-- begin Supplied data --

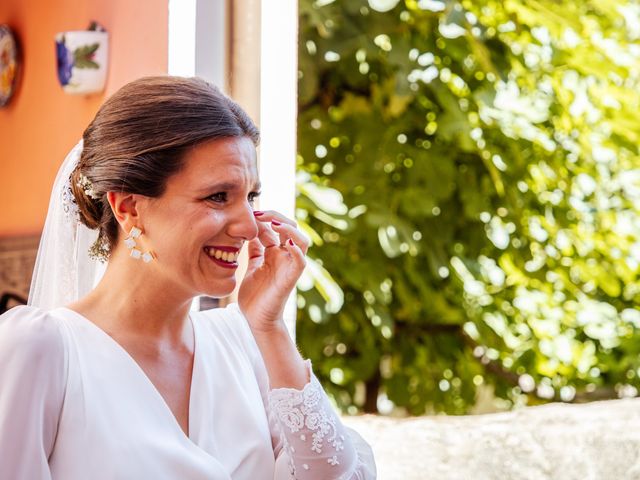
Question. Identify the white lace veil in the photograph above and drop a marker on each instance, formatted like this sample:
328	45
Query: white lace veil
64	271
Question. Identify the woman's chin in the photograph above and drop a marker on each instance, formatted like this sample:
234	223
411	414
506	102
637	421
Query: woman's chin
222	289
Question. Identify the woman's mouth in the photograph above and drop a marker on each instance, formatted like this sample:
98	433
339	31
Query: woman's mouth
224	256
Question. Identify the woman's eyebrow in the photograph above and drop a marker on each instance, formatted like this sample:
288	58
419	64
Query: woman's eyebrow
228	187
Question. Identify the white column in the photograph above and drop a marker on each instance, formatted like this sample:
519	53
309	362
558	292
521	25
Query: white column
278	113
182	38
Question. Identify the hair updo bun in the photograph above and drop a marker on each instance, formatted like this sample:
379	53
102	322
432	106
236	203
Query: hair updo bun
138	139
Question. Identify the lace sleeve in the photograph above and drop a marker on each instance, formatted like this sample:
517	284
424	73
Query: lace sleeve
316	443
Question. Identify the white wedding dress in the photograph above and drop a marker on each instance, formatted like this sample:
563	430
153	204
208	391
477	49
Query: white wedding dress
74	405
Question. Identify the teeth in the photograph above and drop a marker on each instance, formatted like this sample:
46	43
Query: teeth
222	255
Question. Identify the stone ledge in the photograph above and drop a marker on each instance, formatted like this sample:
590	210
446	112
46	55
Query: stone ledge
595	441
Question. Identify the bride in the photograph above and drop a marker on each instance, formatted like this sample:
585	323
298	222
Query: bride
122	380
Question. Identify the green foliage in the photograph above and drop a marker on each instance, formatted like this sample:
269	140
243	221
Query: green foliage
470	177
83	56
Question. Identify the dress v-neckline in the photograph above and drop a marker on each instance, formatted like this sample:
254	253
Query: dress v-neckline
194	372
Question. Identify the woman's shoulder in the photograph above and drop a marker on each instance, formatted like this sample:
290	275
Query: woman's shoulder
27	330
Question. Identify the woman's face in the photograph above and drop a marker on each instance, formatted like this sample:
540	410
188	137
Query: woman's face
198	226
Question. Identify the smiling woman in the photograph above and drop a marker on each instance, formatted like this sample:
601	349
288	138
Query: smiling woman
120	380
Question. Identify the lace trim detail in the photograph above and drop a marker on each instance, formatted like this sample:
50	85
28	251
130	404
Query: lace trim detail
304	411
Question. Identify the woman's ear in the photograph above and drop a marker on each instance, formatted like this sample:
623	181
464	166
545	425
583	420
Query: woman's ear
126	209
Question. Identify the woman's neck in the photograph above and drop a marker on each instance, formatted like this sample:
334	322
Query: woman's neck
130	300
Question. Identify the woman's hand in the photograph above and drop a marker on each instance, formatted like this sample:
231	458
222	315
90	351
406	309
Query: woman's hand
276	261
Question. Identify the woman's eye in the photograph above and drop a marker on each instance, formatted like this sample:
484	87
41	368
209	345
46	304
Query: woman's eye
220	197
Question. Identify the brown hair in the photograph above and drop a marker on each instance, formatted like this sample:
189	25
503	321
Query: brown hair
138	139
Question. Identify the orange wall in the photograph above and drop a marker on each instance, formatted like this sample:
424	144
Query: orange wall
41	123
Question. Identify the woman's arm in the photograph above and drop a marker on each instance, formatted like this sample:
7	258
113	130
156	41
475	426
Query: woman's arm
32	380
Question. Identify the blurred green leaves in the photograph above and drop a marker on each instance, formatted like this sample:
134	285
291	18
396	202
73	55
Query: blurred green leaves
469	176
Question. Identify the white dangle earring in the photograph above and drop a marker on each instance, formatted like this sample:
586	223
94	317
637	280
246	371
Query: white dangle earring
131	244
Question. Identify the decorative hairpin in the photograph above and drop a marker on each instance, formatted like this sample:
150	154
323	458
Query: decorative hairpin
87	187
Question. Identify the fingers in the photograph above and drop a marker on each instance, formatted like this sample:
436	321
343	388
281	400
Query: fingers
296	254
285	229
288	233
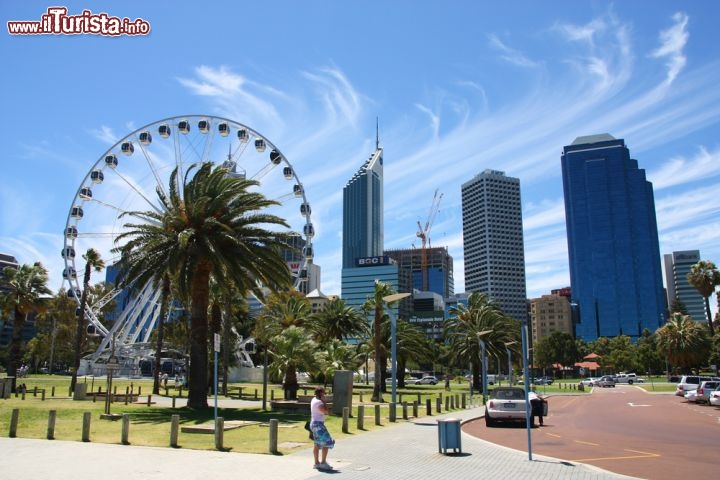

-- end Supplied data --

*What is asked:*
Show every line above that contains the word "mouth", copying each one in full.

*Solution to this exercise:*
Question. Identify the woman's mouth in the photograph above and drop a marker on each instance, formatted like this sample:
Query: woman's mouth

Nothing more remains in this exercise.